(Extracted data entries)
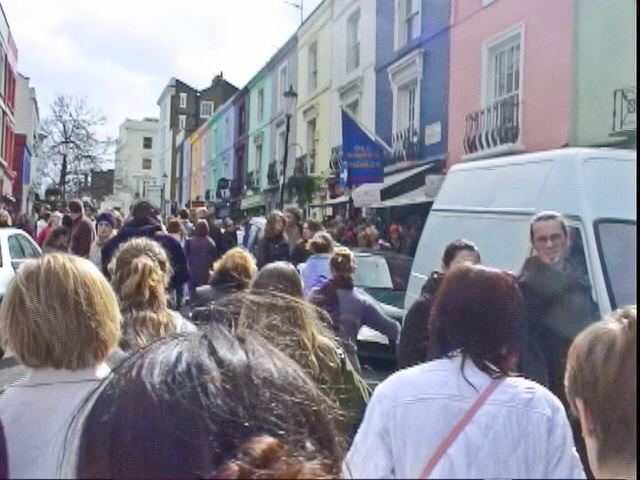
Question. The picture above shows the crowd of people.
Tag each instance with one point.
(194, 347)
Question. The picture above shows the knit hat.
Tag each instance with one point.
(106, 217)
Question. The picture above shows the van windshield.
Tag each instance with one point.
(617, 247)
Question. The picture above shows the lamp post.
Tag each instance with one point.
(290, 97)
(164, 203)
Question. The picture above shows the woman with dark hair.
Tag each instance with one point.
(273, 245)
(350, 308)
(206, 405)
(275, 309)
(57, 241)
(201, 252)
(414, 336)
(301, 252)
(483, 421)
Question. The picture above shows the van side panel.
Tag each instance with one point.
(503, 242)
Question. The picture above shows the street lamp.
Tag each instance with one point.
(290, 97)
(164, 203)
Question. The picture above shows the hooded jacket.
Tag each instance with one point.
(147, 228)
(414, 336)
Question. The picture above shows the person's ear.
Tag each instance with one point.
(586, 420)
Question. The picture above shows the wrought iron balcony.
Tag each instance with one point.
(272, 174)
(491, 127)
(624, 110)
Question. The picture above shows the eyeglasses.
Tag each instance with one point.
(544, 240)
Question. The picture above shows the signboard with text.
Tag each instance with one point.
(362, 157)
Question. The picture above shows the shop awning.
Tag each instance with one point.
(394, 185)
(332, 202)
(418, 195)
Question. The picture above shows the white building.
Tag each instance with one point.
(27, 118)
(353, 50)
(138, 169)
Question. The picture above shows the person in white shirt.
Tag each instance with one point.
(60, 319)
(429, 421)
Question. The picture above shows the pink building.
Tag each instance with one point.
(510, 77)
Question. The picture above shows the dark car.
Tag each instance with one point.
(383, 275)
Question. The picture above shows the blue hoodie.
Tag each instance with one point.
(315, 271)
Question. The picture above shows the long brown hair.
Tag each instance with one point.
(479, 311)
(140, 274)
(272, 219)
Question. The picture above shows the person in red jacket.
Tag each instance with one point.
(82, 234)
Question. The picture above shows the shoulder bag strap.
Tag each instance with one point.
(463, 422)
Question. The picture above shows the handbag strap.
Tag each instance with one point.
(457, 429)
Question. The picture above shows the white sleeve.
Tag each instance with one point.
(563, 460)
(371, 455)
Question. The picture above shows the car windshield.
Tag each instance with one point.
(617, 247)
(372, 272)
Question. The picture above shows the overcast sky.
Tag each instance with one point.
(120, 54)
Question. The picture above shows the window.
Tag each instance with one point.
(407, 21)
(282, 85)
(353, 42)
(407, 107)
(28, 247)
(280, 147)
(313, 67)
(206, 109)
(311, 143)
(258, 162)
(15, 248)
(260, 105)
(353, 107)
(503, 65)
(617, 247)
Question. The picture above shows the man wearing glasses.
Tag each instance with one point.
(558, 299)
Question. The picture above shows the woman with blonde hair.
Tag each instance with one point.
(231, 274)
(276, 310)
(350, 308)
(273, 246)
(60, 318)
(140, 275)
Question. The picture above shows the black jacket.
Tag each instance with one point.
(272, 250)
(414, 336)
(147, 228)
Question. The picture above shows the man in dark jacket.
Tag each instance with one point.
(82, 233)
(414, 336)
(144, 224)
(558, 300)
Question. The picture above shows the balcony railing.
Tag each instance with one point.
(494, 126)
(624, 109)
(272, 174)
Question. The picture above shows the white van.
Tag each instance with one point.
(491, 203)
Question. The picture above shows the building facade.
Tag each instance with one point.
(183, 107)
(27, 118)
(604, 100)
(511, 73)
(313, 112)
(138, 169)
(8, 69)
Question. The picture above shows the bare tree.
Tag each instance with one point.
(72, 147)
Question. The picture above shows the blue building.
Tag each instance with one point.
(412, 69)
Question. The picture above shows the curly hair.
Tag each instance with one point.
(140, 273)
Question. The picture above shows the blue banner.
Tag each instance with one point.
(362, 158)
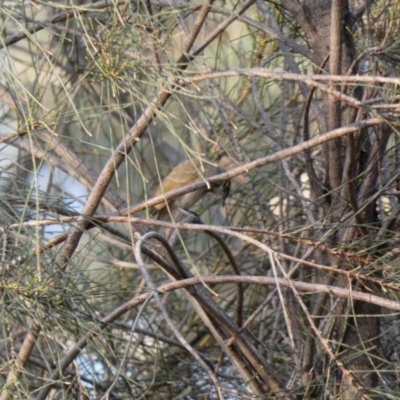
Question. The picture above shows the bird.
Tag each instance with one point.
(183, 174)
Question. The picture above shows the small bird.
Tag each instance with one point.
(183, 174)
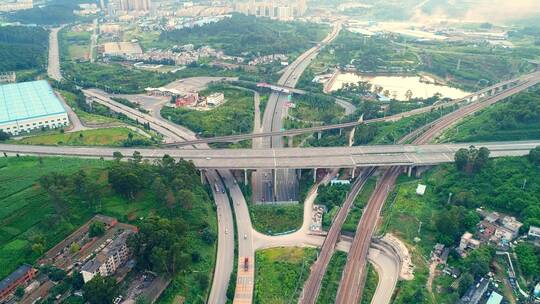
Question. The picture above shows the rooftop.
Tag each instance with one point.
(27, 100)
(495, 298)
(14, 276)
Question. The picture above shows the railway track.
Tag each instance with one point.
(354, 274)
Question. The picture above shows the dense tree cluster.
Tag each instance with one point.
(477, 263)
(523, 109)
(23, 48)
(4, 136)
(510, 185)
(528, 257)
(453, 221)
(472, 160)
(534, 156)
(55, 13)
(332, 195)
(160, 246)
(317, 107)
(242, 34)
(235, 116)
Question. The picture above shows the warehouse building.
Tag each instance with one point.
(30, 106)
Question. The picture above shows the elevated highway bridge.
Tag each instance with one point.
(291, 158)
(493, 93)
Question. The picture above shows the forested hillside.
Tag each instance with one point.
(23, 48)
(516, 119)
(247, 34)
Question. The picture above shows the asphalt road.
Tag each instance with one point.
(353, 279)
(295, 158)
(173, 132)
(53, 68)
(529, 79)
(314, 281)
(282, 185)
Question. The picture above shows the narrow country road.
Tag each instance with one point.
(53, 68)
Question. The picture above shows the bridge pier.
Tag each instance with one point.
(421, 170)
(203, 180)
(274, 175)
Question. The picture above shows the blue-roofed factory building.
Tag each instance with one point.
(28, 106)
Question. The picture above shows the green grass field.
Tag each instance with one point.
(85, 117)
(276, 219)
(281, 273)
(356, 210)
(331, 278)
(96, 137)
(235, 116)
(27, 213)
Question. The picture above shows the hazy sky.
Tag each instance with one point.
(486, 10)
(502, 10)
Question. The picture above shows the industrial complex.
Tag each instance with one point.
(30, 106)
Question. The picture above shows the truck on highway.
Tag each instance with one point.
(246, 264)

§ Activity
Copy out each line carrying the string "windshield" from the data.

§ Problem solution
Question. The picture above shows the van windshield.
Question. The picture above shows the car windshield.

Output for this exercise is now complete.